TEXT PASSAGE —
--- START ---

In the event of complaints concerning the execution of the Contract, the Client is obliged to inform DOMEO in writing of the points of disagreement within eight days. After this period, no further claims will be acceptable.

  1. Domeo offers a minimum warranty of 12 months which can vary depending on the goods and equipment up to a period of 3 or 5 years. The warranty period starts from the expected date of delivery even in case of postponement of taking delivery by the Client. Any defect found after this period cannot be DOMEO liability.
  2. The warranty is covered by each of the manufacturers concerned. The costs to ship and return the concerned goods and equipment to the DOMEO’s warehouse remain the responsibility of the Client.
  3. The warranty does not apply to the following situations:
    • To second-hand equipment;
    • In case of misuse by the Client;
    • If the instructions, such as maintenance and safety procedures, are not respected;
    • In case of incorrect installation by the Client or by third parties engaged by the Client;
    • In case of voluntary or involuntary modification by the Client and/or third parties without the prior written authorization of DOMEO;
    • As long as the Client has not fully fulfilled its obligations and payments;
    • If DOMEO branding, names or trademarks are removed or modified;
    • In case of circumstances beyond the control or control of DOMEO such as intentional or involuntary damage, vandalism, weather conditions, natural disasters, major forces, etc.

--- END ---

INSTRUCTIONS TO FOLLOW —
Rewrite the part of the warranty terms that opens with the words "1. Domeo offers" and closes with "of the Client.", putting "Customer" wherever "Client" appears. These entries come from a different source than the text above.

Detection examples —
--- START ---

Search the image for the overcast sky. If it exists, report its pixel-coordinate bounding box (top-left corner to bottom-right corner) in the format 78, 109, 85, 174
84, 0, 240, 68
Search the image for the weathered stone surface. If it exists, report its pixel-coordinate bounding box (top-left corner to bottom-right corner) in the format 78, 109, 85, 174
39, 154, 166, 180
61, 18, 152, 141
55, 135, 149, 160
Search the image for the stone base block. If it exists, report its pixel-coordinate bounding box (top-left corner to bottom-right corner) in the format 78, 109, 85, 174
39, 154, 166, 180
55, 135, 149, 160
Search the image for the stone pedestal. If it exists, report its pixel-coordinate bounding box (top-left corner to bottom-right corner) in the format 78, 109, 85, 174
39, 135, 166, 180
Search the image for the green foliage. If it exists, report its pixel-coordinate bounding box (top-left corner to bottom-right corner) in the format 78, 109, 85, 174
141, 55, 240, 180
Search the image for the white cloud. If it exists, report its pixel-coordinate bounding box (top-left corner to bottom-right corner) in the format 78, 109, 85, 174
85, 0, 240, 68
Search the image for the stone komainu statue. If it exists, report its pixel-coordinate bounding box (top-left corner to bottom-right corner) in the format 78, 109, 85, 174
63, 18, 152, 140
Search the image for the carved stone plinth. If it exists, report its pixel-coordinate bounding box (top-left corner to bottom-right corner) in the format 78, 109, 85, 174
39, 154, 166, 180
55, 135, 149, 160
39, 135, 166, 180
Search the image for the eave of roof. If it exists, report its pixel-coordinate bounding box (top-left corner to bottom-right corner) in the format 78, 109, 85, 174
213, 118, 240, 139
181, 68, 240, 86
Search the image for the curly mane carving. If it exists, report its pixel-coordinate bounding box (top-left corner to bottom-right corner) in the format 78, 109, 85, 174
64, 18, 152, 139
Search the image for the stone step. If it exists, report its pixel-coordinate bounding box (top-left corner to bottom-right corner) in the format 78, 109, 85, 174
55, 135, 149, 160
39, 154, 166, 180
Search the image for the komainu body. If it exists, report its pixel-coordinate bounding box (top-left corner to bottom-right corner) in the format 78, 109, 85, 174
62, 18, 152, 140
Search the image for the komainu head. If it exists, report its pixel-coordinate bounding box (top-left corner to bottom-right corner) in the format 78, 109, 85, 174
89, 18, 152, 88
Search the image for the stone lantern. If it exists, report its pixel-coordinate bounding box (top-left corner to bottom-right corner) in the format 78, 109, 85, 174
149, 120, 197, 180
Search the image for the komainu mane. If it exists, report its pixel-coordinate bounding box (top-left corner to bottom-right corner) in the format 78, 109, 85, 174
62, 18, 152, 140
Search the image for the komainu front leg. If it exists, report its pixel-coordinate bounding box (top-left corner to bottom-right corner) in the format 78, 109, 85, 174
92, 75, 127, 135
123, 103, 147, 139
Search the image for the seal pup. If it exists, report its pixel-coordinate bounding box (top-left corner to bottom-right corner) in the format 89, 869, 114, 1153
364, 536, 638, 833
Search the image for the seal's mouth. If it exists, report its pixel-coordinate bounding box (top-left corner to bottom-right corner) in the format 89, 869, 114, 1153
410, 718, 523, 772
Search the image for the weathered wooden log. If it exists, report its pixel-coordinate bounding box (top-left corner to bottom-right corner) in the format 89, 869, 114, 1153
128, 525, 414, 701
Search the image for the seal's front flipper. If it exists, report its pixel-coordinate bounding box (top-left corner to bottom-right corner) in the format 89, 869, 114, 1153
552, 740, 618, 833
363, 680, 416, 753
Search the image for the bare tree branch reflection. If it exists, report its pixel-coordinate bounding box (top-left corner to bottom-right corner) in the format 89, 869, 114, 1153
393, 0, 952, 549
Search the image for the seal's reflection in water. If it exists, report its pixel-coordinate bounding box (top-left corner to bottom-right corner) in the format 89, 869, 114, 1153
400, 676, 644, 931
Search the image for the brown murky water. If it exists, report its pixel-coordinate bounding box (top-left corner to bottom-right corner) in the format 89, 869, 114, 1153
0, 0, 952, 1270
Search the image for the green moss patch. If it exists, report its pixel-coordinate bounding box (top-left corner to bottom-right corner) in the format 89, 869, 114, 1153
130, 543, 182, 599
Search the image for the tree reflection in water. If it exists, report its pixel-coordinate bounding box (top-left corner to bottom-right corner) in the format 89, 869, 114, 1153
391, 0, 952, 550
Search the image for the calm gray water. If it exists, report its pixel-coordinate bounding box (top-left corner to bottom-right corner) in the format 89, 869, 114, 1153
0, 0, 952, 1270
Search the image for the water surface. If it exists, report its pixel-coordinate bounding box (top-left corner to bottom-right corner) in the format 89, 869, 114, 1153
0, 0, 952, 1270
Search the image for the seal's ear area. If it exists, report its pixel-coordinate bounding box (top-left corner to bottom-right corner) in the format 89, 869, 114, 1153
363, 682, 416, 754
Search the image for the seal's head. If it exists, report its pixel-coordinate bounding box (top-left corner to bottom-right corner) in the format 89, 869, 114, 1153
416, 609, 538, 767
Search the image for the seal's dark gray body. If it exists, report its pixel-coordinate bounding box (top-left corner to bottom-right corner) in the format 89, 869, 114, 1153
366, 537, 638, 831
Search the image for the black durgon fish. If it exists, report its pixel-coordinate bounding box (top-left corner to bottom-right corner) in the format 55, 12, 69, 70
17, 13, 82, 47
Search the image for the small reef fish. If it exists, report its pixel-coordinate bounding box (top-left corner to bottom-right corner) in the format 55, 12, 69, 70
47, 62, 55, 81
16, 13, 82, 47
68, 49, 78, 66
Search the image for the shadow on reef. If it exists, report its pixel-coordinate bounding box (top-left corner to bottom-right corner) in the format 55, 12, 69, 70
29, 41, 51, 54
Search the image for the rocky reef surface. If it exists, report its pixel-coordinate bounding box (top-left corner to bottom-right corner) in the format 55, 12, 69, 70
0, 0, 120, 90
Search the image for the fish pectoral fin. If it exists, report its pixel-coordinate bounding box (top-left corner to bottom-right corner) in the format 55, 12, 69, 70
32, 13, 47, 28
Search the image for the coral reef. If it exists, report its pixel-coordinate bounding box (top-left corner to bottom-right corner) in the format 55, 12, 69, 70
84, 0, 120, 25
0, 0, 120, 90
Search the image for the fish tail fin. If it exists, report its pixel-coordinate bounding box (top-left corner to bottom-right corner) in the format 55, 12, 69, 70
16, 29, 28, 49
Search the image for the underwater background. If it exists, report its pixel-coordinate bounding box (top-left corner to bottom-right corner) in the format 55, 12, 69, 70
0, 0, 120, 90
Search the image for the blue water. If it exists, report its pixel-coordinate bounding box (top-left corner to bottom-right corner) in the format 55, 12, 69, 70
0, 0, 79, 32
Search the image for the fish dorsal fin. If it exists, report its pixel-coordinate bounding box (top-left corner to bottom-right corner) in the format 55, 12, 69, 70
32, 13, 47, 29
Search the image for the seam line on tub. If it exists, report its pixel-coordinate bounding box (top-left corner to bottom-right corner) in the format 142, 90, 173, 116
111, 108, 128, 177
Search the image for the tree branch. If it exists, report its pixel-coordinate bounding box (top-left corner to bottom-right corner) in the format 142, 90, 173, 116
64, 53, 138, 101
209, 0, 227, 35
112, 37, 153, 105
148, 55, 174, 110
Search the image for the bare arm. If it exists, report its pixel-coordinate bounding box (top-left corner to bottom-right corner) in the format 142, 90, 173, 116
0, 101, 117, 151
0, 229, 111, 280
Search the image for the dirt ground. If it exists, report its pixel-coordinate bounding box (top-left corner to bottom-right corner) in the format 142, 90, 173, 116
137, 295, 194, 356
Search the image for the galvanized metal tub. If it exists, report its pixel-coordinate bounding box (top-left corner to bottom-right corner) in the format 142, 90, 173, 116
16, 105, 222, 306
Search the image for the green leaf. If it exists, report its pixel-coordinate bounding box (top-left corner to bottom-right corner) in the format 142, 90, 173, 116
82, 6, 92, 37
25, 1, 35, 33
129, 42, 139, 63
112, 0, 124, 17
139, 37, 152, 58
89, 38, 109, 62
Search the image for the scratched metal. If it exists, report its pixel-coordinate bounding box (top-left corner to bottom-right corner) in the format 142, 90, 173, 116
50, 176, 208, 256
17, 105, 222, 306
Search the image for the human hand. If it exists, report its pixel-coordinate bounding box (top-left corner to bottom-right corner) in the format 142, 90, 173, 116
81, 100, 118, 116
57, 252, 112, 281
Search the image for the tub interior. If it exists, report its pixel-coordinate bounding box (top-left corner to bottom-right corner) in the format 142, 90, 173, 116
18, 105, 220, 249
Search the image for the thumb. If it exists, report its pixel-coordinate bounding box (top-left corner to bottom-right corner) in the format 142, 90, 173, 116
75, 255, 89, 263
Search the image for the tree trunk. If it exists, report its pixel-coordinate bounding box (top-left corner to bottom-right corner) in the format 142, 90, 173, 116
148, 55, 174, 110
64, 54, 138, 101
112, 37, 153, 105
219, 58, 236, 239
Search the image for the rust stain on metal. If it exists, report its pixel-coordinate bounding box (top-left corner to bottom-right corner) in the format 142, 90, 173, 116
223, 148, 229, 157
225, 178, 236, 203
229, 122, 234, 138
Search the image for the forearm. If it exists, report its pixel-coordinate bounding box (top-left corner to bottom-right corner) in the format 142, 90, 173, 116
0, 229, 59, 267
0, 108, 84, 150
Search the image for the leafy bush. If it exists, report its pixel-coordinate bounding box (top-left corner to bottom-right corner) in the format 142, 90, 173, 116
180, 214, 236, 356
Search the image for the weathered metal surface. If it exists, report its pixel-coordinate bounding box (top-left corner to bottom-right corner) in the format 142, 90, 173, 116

--- END ---

EXERCISE RESULT —
1. Domeo offers a minimum warranty of 12 months which can vary depending on the goods and equipment up to a period of 3 or 5 years. The warranty period starts from the expected date of delivery even in case of postponement of taking delivery by the Customer. Any defect found after this period cannot be DOMEO liability.
  2. The warranty is covered by each of the manufacturers concerned. The costs to ship and return the concerned goods and equipment to the DOMEO’s warehouse remain the responsibility of the Customer.